▶ [WHAT TO DO]:
Every record below should be written out exactly; pictures stay out.

SUPPLIED RECORDS section start

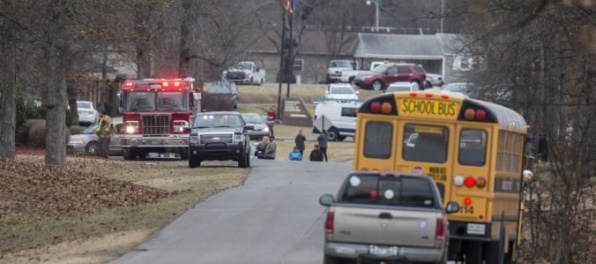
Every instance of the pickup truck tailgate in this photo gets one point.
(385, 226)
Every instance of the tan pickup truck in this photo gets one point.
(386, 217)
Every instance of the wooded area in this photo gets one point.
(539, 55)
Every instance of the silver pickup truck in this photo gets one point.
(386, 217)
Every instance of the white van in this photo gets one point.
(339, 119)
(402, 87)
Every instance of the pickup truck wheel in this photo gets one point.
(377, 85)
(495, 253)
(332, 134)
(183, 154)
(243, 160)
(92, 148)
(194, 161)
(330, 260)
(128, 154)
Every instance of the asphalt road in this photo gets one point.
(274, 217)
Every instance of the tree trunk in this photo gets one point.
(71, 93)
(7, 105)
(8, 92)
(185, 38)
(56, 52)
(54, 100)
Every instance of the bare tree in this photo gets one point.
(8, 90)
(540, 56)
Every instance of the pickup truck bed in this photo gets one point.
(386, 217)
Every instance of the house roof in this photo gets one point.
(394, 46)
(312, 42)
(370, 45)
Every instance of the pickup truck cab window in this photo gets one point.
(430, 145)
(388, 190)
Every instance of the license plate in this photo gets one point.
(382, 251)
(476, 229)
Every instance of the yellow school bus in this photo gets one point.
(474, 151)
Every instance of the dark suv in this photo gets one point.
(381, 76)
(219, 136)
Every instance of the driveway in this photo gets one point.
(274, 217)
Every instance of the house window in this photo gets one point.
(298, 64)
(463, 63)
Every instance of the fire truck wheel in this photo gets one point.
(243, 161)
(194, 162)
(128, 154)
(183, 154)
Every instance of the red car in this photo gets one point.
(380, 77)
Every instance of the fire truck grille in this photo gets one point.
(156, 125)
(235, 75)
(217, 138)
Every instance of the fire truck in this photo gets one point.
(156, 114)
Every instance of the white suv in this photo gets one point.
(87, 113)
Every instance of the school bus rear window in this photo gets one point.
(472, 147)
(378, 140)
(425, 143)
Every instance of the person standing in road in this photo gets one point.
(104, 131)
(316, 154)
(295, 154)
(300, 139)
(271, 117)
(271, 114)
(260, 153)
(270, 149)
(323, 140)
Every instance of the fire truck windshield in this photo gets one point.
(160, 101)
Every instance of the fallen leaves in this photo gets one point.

SUPPLIED RECORDS section end

▶ [WRITTEN SOLUTION]:
Every instance of the pickup truck tailgate in this photo gets one point.
(385, 226)
Every instance of the tan pickup truck in this photo gets one point.
(386, 217)
Every instance of the wooded area in this photo gets one point.
(539, 55)
Every instance of the silver pickup truck in this photo gets one point.
(386, 217)
Every instance of the white van in this photo gets one point.
(339, 119)
(402, 87)
Every instance of the pickup truck wheel in this photo gets one point.
(377, 85)
(495, 253)
(332, 134)
(183, 154)
(243, 160)
(92, 148)
(194, 161)
(330, 260)
(128, 154)
Every instance of the asphalt road in this photo gets one point.
(274, 217)
Every instance of the tree trunk in this photo gets one point.
(71, 93)
(7, 105)
(8, 92)
(185, 38)
(56, 52)
(54, 100)
Every instance of the bare tree in this photo gets one point.
(8, 90)
(540, 56)
Every instance of the pickup truck bed in this photo gets one point.
(386, 217)
Every instance of the house roof in this photo gets one point.
(394, 46)
(312, 42)
(370, 45)
Every instance of the pickup truck cab window in this photo gets one point.
(430, 145)
(388, 190)
Every instance of the license plate in this photo gets one point.
(382, 251)
(476, 229)
Every instance of the yellow school bus in this photo gets one point.
(474, 151)
Every instance of the dark suv in this photo gets one point.
(381, 76)
(219, 136)
Every instance of the driveway in this photo gets one point.
(274, 217)
Every instance of the house window in this photo gets one point.
(298, 64)
(463, 63)
Every instance of the fire truck wheel in this photo gets one point.
(243, 161)
(194, 162)
(128, 154)
(183, 154)
Every instance of the red car in this photo gets one point.
(380, 77)
Every instance of the fire truck grille in this photo gets one point.
(156, 125)
(235, 75)
(217, 138)
Every instance of the fire truck in this photo gets one point.
(156, 114)
Every instance of the white suv in this photo gets one point.
(87, 113)
Every instance of the school bus rear window in this photo gets one point.
(472, 147)
(378, 140)
(425, 143)
Every instance of the person standing in road in this photo gets one point.
(104, 131)
(316, 154)
(295, 154)
(300, 139)
(271, 117)
(271, 114)
(260, 153)
(270, 149)
(323, 140)
Every instance of the fire truck windshield in this photo gets one point.
(160, 101)
Every instance of the fallen leaves in this photo gets one point.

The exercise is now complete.